**** Data section ****
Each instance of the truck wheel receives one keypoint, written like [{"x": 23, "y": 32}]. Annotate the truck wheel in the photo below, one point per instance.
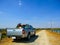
[{"x": 28, "y": 37}]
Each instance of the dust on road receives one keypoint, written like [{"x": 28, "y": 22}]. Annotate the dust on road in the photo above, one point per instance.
[{"x": 42, "y": 38}]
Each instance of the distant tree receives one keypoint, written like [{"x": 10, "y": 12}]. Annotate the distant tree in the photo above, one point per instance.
[{"x": 18, "y": 25}]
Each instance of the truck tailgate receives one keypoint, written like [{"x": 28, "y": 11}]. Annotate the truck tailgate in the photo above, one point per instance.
[{"x": 14, "y": 32}]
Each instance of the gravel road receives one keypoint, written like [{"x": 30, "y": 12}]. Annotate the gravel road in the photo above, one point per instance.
[{"x": 42, "y": 38}]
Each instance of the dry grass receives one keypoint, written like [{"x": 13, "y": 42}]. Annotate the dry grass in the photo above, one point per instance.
[{"x": 54, "y": 38}]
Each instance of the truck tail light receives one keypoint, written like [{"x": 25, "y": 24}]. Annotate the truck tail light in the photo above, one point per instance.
[{"x": 23, "y": 32}]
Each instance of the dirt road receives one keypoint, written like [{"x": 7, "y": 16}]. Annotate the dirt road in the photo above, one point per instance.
[{"x": 42, "y": 38}]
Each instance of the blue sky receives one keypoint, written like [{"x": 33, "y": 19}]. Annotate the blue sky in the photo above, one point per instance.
[{"x": 38, "y": 13}]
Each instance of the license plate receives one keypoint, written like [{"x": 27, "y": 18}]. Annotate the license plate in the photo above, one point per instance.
[{"x": 13, "y": 37}]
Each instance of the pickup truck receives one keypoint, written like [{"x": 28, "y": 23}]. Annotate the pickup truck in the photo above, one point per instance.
[{"x": 26, "y": 31}]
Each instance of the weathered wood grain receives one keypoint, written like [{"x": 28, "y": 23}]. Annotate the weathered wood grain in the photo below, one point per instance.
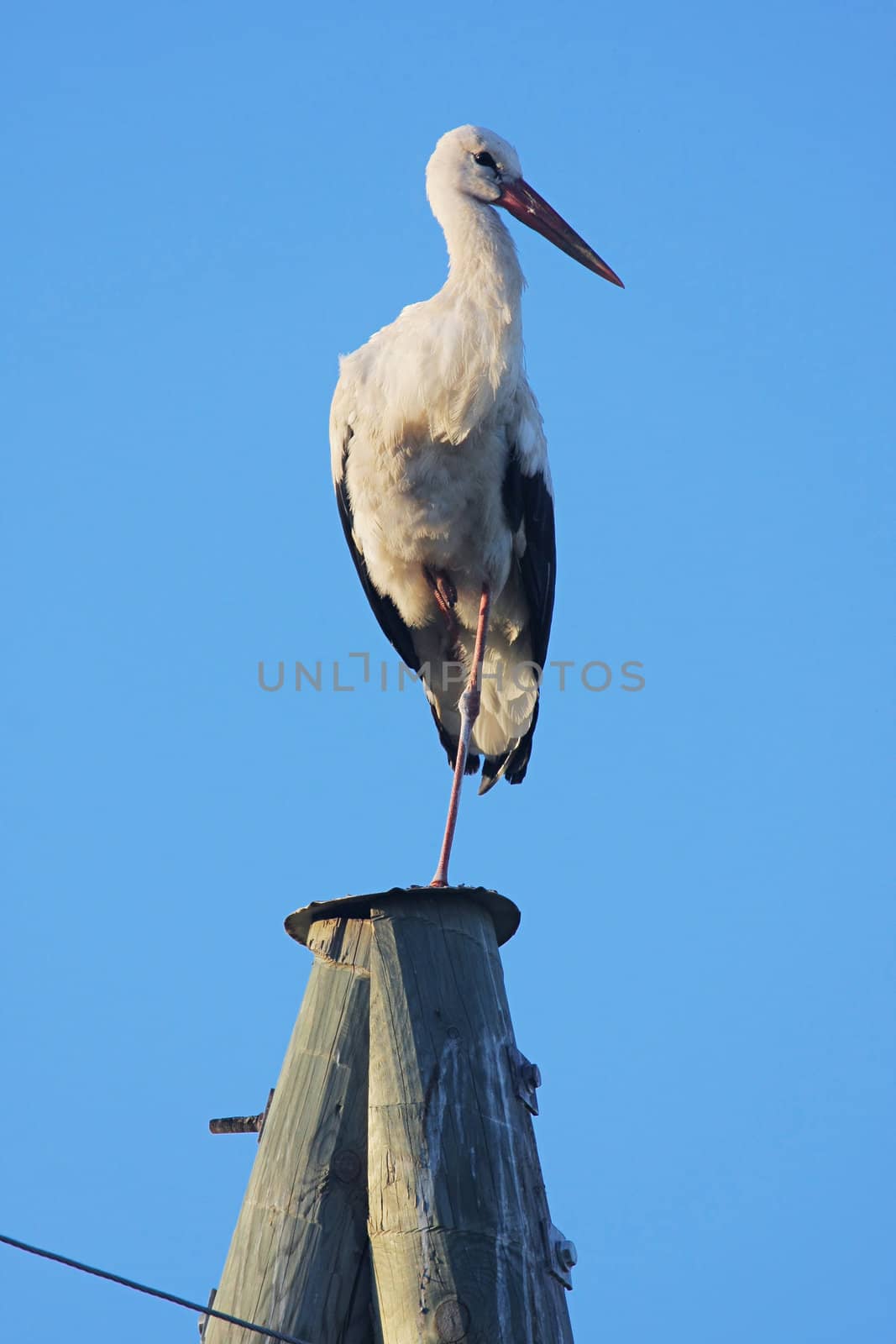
[
  {"x": 298, "y": 1258},
  {"x": 458, "y": 1216}
]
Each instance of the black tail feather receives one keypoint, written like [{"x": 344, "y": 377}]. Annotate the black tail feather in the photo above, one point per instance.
[{"x": 513, "y": 764}]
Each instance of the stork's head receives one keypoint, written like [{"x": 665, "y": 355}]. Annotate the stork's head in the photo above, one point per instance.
[{"x": 476, "y": 163}]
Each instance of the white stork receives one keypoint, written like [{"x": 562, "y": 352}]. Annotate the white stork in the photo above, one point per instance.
[{"x": 441, "y": 472}]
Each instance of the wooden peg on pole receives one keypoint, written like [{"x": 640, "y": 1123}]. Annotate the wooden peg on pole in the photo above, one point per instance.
[{"x": 298, "y": 1258}]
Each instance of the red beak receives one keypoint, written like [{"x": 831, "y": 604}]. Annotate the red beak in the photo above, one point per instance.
[{"x": 530, "y": 208}]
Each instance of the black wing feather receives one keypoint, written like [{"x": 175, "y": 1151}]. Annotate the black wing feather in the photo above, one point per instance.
[
  {"x": 390, "y": 620},
  {"x": 528, "y": 503}
]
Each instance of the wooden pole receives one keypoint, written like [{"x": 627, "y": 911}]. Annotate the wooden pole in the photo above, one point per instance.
[
  {"x": 298, "y": 1258},
  {"x": 463, "y": 1243},
  {"x": 403, "y": 1072}
]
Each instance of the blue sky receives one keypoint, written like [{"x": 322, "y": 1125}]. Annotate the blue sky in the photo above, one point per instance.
[{"x": 204, "y": 206}]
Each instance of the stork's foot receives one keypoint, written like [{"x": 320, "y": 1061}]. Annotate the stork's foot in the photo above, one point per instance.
[{"x": 445, "y": 595}]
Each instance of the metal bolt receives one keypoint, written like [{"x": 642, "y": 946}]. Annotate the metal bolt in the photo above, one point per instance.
[
  {"x": 567, "y": 1256},
  {"x": 242, "y": 1124},
  {"x": 531, "y": 1075}
]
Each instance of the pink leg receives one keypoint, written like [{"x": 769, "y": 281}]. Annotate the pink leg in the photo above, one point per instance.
****
Prompt - Write out each entry again exactly, and skip the pictures.

Result -
Each instance of the truck wheel receives one keypoint, written like [{"x": 23, "y": 32}]. Annotate the truck wheel in the photo below, one point per instance.
[{"x": 28, "y": 37}]
Each instance of the dust on road receives one keypoint, written like [{"x": 28, "y": 22}]. Annotate the dust on road in the photo above, one point per instance.
[{"x": 42, "y": 38}]
Each instance of the distant tree receives one keypoint, written like [{"x": 10, "y": 12}]. Annotate the distant tree in the photo above, one point per instance.
[{"x": 18, "y": 25}]
Each instance of the truck tailgate receives one keypoint, written like [{"x": 28, "y": 11}]. Annotate the truck tailgate in the photo above, one point per instance.
[{"x": 14, "y": 32}]
Each instance of the gravel road receives one keypoint, written like [{"x": 30, "y": 12}]. Annotate the gravel road in the photo above, one point per instance.
[{"x": 42, "y": 38}]
Each instance of the dry grass receives one keypoint, written like [{"x": 13, "y": 42}]. Annotate the dry grass in the photo above, one point per instance.
[{"x": 54, "y": 38}]
Each instance of the truck tail light receives one keypoint, written like [{"x": 25, "y": 24}]. Annotate the truck tail light in the photo above, one point per instance.
[{"x": 23, "y": 32}]
Each instance of the dirt road receives one keypoint, written like [{"x": 7, "y": 16}]. Annotate the dirt road in the photo above, one point per instance.
[{"x": 42, "y": 38}]
Each instance of the blue sky receives one keypoint, written like [{"x": 33, "y": 19}]. Annotate the blue sky in the photo above, one point per instance.
[{"x": 38, "y": 13}]
Each instance of the license plate receives one keypoint, written like [{"x": 27, "y": 18}]. Annotate the license plate in the photo above, one point per instance.
[{"x": 13, "y": 37}]
Each instance of the pickup truck receives one keypoint, written like [{"x": 28, "y": 23}]. Annotate the pickup truck in the photo above, one point per instance.
[{"x": 26, "y": 31}]
Each instance of the weathered wood grain receives one keypoint, written like [{"x": 28, "y": 23}]. Annotate the weathered wood grain in the photo below, one point per instance.
[
  {"x": 298, "y": 1258},
  {"x": 458, "y": 1216}
]
Each instance of the black tail feather receives one keypoint, written like [{"x": 344, "y": 377}]. Annotate the black tail feather in the photo above, one point per instance.
[{"x": 513, "y": 764}]
Each instance of the stork's head receives one keypoint, written like [{"x": 665, "y": 355}]. Annotate the stork's head in the photo above, one point per instance.
[{"x": 476, "y": 163}]
Each instance of the white stork receives one keypoint, written like [{"x": 562, "y": 352}]. Annotate the white stork in the photo above, one point per instance.
[{"x": 441, "y": 472}]
Each instance of the wooden peg on pole receives one keypoint, written like [{"x": 640, "y": 1123}]. Annotate the wooden peg on pole in the photo above, one point per instance.
[{"x": 298, "y": 1258}]
Each instance of the red beak receives one keypoint, written like [{"x": 831, "y": 604}]. Annotate the red beak in the photo above, one point per instance.
[{"x": 530, "y": 208}]
Each instance of the black wing feather receives one keypoint, written like [{"x": 175, "y": 1151}]. Annotate the black wing feather in the photo above, one point per instance.
[
  {"x": 390, "y": 620},
  {"x": 528, "y": 503}
]
Each instance of the wooden pole receives one keypoint, written like [{"x": 627, "y": 911}]. Annotate the wooden pole in the photo above, one point per instance.
[
  {"x": 298, "y": 1258},
  {"x": 463, "y": 1243},
  {"x": 403, "y": 1072}
]
Each instance of the blue sky receives one keypoint, written like [{"x": 322, "y": 1125}]. Annotate the blue sky in the photo above, one point per instance.
[{"x": 204, "y": 206}]
Each instance of the stork's foot receives one keypoint, written like [{"x": 320, "y": 1061}]. Annotate the stork's foot in the photo above, one point per instance.
[{"x": 445, "y": 595}]
Each instance of the metal bolt receives one keypoint, written like [{"x": 642, "y": 946}]. Annotate the metal bolt in the photo above, one point per instance.
[
  {"x": 567, "y": 1256},
  {"x": 242, "y": 1124},
  {"x": 531, "y": 1075}
]
Each instance of the pink leg receives one keypoint, written like [{"x": 769, "y": 281}]. Annotate the pink leg in the photo above, one point per instance.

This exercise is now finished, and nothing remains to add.